### Task brief:
Copy verbatim every line of the listing below, starting with the line that contains "shredded plastic sheeting" and continuing through the final line of the listing.

* start Records provided *

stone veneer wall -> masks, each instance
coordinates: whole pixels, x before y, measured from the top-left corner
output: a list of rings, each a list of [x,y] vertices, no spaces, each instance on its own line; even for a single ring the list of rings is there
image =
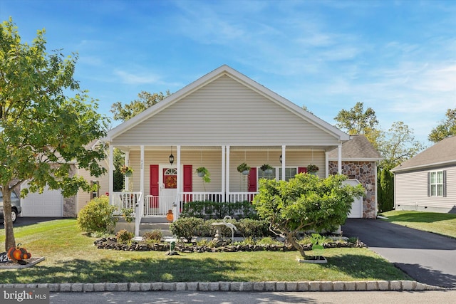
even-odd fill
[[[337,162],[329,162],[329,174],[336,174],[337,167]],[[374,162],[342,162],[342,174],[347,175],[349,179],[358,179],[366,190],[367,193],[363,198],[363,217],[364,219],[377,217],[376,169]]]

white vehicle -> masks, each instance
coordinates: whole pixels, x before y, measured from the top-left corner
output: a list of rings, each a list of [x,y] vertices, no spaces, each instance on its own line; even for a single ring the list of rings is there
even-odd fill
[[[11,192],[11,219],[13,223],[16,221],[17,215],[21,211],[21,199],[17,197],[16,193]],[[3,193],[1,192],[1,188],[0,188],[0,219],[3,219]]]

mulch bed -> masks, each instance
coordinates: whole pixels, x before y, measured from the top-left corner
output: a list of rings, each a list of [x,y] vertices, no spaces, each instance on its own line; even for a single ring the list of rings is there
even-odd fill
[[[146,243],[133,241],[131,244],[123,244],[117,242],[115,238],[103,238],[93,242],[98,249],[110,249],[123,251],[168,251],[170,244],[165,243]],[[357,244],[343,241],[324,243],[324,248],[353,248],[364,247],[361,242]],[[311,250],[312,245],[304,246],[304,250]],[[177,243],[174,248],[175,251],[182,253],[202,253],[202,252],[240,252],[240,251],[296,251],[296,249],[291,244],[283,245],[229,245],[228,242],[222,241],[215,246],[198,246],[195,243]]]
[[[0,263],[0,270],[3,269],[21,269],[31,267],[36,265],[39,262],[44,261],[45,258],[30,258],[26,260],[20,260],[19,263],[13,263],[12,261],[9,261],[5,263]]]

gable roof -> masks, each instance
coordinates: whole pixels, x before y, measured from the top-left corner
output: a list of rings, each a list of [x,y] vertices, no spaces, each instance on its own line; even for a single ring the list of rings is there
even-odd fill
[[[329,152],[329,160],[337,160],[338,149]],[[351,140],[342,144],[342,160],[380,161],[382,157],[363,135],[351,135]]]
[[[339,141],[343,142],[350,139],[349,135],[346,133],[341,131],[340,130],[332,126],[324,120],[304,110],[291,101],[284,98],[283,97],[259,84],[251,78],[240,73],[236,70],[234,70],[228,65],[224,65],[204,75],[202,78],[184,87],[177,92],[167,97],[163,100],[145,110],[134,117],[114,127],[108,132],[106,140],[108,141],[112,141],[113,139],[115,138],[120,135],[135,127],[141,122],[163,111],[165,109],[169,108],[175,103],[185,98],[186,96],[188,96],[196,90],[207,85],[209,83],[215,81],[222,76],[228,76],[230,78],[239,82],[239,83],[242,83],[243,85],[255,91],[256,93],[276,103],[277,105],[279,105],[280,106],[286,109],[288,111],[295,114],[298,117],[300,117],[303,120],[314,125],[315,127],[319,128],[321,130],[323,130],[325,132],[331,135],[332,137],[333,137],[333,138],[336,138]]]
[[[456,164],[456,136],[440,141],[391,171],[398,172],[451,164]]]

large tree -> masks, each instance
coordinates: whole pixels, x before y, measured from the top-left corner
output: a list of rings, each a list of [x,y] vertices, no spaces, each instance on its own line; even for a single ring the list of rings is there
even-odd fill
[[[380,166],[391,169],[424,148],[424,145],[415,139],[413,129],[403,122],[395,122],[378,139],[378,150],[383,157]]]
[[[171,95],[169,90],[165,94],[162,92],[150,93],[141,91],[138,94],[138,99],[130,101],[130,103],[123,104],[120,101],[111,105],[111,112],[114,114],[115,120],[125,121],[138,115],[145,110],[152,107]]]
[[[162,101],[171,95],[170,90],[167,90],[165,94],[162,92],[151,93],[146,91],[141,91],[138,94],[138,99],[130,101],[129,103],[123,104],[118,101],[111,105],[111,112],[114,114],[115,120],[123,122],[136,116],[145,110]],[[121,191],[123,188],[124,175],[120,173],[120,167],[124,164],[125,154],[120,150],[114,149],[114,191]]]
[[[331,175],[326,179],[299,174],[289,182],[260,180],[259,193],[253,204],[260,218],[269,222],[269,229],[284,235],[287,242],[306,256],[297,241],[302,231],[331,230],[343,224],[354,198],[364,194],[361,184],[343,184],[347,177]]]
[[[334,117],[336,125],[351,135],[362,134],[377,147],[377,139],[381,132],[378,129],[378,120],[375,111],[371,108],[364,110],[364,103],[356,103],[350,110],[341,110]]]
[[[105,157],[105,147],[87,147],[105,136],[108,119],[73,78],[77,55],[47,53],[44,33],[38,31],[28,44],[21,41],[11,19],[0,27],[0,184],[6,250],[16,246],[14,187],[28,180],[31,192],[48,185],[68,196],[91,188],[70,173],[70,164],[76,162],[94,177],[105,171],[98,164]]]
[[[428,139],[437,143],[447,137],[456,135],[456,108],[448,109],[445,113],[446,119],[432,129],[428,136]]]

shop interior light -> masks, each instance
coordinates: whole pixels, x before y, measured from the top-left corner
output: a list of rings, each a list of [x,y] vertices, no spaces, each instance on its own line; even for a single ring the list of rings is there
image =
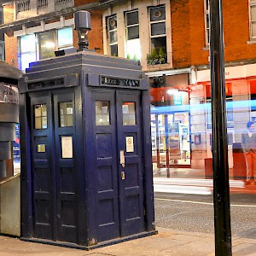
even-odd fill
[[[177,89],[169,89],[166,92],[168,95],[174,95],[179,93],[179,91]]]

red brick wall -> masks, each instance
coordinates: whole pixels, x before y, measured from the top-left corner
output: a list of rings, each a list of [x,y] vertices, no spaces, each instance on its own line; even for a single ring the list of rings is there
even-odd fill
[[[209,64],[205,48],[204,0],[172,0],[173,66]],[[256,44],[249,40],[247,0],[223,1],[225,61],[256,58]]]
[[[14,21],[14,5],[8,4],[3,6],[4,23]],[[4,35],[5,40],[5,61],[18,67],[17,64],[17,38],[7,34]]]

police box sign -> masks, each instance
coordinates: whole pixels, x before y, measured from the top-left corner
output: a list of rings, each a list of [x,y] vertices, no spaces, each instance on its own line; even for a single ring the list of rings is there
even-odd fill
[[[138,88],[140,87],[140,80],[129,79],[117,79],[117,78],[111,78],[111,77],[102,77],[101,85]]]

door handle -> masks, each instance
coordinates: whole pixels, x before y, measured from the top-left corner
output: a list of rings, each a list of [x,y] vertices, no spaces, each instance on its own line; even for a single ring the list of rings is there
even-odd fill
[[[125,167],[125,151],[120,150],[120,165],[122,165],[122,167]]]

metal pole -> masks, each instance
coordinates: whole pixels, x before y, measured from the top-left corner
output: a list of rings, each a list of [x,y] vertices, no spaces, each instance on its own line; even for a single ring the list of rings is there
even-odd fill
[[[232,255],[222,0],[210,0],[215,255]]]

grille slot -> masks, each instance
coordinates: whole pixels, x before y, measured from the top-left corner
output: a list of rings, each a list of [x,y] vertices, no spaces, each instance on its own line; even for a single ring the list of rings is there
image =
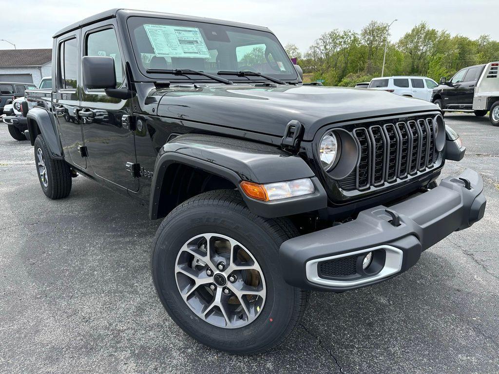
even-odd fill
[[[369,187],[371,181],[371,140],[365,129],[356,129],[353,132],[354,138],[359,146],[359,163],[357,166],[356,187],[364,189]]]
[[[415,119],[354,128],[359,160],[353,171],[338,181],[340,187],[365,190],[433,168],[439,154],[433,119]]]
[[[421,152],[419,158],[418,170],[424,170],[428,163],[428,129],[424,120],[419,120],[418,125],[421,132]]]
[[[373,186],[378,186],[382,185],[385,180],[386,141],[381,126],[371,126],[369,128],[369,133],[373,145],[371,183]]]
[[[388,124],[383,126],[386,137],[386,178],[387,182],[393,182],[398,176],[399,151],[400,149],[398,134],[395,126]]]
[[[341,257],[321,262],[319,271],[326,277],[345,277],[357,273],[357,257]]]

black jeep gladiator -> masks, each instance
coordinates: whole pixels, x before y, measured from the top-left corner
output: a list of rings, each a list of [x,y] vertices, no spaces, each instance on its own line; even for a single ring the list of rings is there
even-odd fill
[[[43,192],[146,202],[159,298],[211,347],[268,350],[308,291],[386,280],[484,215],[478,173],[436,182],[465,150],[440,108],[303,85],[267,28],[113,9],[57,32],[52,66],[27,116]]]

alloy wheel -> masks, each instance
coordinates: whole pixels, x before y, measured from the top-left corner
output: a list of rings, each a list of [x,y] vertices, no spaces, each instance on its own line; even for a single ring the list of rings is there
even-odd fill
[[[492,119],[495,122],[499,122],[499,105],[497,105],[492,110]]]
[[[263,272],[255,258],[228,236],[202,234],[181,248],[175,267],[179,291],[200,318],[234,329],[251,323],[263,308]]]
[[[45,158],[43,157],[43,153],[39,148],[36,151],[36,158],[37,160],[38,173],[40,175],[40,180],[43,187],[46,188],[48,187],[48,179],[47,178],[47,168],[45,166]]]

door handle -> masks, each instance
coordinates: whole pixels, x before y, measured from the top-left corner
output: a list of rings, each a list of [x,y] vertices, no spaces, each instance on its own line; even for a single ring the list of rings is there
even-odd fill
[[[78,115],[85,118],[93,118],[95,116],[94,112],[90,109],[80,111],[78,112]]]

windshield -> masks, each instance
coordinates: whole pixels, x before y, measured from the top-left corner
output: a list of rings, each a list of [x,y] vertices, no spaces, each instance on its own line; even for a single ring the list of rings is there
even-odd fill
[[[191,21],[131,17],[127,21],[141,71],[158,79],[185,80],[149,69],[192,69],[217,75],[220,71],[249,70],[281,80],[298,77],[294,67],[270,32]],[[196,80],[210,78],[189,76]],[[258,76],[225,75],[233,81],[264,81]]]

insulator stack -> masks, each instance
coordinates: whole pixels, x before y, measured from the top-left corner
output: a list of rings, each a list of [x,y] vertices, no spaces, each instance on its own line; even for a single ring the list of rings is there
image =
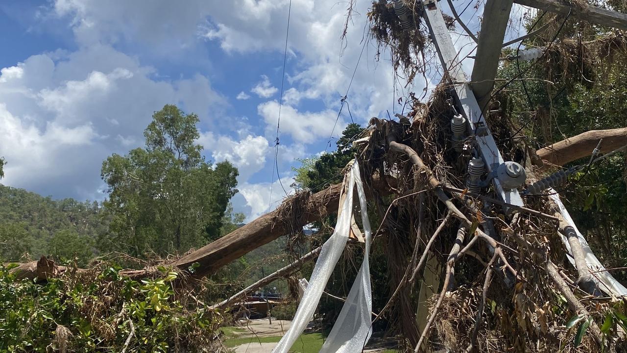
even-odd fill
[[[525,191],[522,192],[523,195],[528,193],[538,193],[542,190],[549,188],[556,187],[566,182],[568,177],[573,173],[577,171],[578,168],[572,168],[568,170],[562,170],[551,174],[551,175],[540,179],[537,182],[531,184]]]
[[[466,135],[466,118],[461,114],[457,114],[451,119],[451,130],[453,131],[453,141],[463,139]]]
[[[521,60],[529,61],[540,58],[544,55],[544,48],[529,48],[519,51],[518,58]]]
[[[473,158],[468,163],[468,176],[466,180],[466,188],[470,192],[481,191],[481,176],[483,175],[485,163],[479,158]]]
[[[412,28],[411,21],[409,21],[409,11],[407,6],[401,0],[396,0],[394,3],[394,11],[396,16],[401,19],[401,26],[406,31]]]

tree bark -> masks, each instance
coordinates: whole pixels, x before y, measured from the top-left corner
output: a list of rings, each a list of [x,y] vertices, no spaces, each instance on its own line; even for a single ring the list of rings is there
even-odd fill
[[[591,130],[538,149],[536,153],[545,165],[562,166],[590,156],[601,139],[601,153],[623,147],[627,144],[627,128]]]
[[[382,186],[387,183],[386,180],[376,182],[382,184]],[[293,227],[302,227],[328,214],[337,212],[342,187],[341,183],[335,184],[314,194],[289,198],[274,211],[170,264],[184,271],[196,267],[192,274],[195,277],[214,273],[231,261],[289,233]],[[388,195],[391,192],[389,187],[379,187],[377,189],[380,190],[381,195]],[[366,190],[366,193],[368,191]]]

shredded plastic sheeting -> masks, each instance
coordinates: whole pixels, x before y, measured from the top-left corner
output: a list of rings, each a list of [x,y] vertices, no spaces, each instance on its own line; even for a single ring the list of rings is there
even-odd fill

* end Records provided *

### Response to the task:
shredded plastic sheeting -> masks, each instance
coordinates: whole pixels, x before y, measured from the top-left corner
output: a list of rings, each a list of [x,y] vertices, no spaces, each instance on its own line; even for a single ring the list of rings is there
even-odd fill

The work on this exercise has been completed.